> Exercise directions
Transcribe all records exactly.

> Provided material
··········

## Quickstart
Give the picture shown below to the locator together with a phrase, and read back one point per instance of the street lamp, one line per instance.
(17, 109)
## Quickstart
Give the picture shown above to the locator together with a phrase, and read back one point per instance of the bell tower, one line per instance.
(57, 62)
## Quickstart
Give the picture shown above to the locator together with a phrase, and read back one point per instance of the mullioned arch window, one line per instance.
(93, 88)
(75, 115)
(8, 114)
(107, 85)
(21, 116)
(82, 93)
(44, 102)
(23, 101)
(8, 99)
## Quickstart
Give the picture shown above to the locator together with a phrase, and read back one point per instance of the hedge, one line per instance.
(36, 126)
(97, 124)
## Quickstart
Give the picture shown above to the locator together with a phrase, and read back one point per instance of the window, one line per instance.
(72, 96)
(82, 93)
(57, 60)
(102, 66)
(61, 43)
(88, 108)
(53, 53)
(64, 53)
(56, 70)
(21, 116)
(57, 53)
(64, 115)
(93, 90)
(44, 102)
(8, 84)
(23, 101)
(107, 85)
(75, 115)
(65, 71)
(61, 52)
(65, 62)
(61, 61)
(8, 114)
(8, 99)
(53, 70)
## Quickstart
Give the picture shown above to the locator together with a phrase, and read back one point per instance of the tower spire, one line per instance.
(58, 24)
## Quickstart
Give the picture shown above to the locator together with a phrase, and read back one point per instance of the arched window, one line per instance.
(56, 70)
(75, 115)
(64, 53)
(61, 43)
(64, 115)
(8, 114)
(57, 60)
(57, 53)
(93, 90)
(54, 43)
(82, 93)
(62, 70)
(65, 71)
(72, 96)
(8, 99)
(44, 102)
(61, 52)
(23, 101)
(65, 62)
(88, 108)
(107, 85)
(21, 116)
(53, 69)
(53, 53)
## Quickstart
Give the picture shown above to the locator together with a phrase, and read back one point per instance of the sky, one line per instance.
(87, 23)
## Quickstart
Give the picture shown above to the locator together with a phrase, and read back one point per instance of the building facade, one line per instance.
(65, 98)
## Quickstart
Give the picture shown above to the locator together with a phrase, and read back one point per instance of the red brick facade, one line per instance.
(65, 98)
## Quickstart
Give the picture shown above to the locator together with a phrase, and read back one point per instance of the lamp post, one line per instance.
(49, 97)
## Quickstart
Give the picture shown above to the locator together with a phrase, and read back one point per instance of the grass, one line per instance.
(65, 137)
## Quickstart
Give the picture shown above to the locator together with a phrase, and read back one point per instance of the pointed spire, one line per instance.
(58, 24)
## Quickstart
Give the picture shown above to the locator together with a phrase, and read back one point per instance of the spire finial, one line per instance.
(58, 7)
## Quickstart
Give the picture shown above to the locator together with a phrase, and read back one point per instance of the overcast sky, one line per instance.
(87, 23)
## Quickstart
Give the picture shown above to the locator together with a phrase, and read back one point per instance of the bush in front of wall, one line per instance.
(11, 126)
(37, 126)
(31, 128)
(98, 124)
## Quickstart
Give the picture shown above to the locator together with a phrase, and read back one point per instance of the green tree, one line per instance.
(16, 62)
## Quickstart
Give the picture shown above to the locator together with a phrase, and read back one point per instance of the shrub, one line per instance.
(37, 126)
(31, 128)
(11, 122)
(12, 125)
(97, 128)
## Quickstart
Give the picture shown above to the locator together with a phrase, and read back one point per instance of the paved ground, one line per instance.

··········

> Answer below
## Quickstart
Give the picture shown below to the locator together with a phrase, and read back one point per instance of the street lamp, one line per instance.
(17, 109)
## Quickstart
Give the picture shown above to the locator together with a phrase, and read back one point per instance of the bell tower, one line per instance.
(57, 62)
## Quickstart
Give the picture shown above to the locator together with a phrase, and read back one point per instance of the mullioned arch window, one line per instance.
(93, 88)
(75, 115)
(8, 114)
(107, 85)
(21, 116)
(82, 93)
(44, 102)
(23, 101)
(8, 99)
## Quickstart
Give the picture shown above to the locator together with a phrase, and read back one point per instance of the hedge, one line per instance.
(36, 126)
(97, 124)
## Quickstart
Give the picture shown above to the locator together with a phrase, and read back one point per instance of the window, one line per instance.
(72, 96)
(82, 93)
(57, 60)
(102, 66)
(61, 43)
(88, 108)
(53, 53)
(64, 53)
(56, 70)
(21, 116)
(57, 53)
(64, 115)
(93, 90)
(44, 102)
(8, 84)
(23, 101)
(107, 85)
(75, 115)
(65, 71)
(61, 52)
(65, 62)
(61, 61)
(8, 114)
(8, 99)
(53, 70)
## Quickstart
Give the picture shown above to the locator together with a phrase, and read back one point per instance of the tower spire, one line per instance.
(58, 24)
## Quickstart
Give the picture shown above to the locator together with a phrase, and read back one point per instance of the arched window, one line per instance.
(56, 70)
(75, 115)
(64, 53)
(61, 43)
(64, 115)
(8, 114)
(57, 60)
(57, 53)
(93, 90)
(54, 43)
(82, 93)
(62, 70)
(65, 71)
(72, 96)
(8, 99)
(44, 102)
(61, 52)
(23, 101)
(65, 62)
(88, 108)
(107, 85)
(21, 116)
(53, 69)
(53, 53)
## Quickstart
Give the picture shown above to the locator together with a phrase, and read back one point per instance of the sky, one line per instance.
(87, 23)
## Quickstart
Give the picture shown above to the locator together with a phrase, and read back one point per instance of the building facade, one line per instance.
(65, 98)
## Quickstart
Give the picture shown above to the locator together with a phrase, and read back one point per instance of the red brick facade, one line per instance.
(65, 98)
## Quickstart
Give the picture shown above to the locator together with a phrase, and read back one point per instance of the lamp post, one line per instance.
(49, 97)
## Quickstart
Give the picture shown above to the locator together with a phrase, and read back one point per instance of the grass, one line per instance.
(65, 137)
## Quickstart
Give the picture shown above to the locator together with a phrase, and read back one point per instance of the pointed spire, one line per instance.
(58, 24)
## Quickstart
Give the picture shown above to the locator together with a phrase, and read back one point per instance of the spire finial, one line per instance.
(58, 7)
## Quickstart
Give the picture shown above to the locator together with a phrase, and read back one point per instance of the overcast sky, one line per instance.
(87, 23)
## Quickstart
Give the picture shown above to the locator together with a phrase, and read back one point per instance of the bush in front of wall, one line per instance.
(11, 126)
(37, 126)
(31, 128)
(98, 124)
## Quickstart
Give the picture shown above to the locator together with a phrase, and read back one point per instance of the green tree, one line per instance.
(16, 62)
## Quickstart
Give the picture shown above to the locator together with a phrase, and read back one point per instance of the shrub, one line per instance.
(37, 126)
(31, 128)
(11, 122)
(12, 125)
(97, 128)
## Quickstart
Give the picture shown above to the locator together with a phrase, and read back one point per instance of the paved ground, one line per instance.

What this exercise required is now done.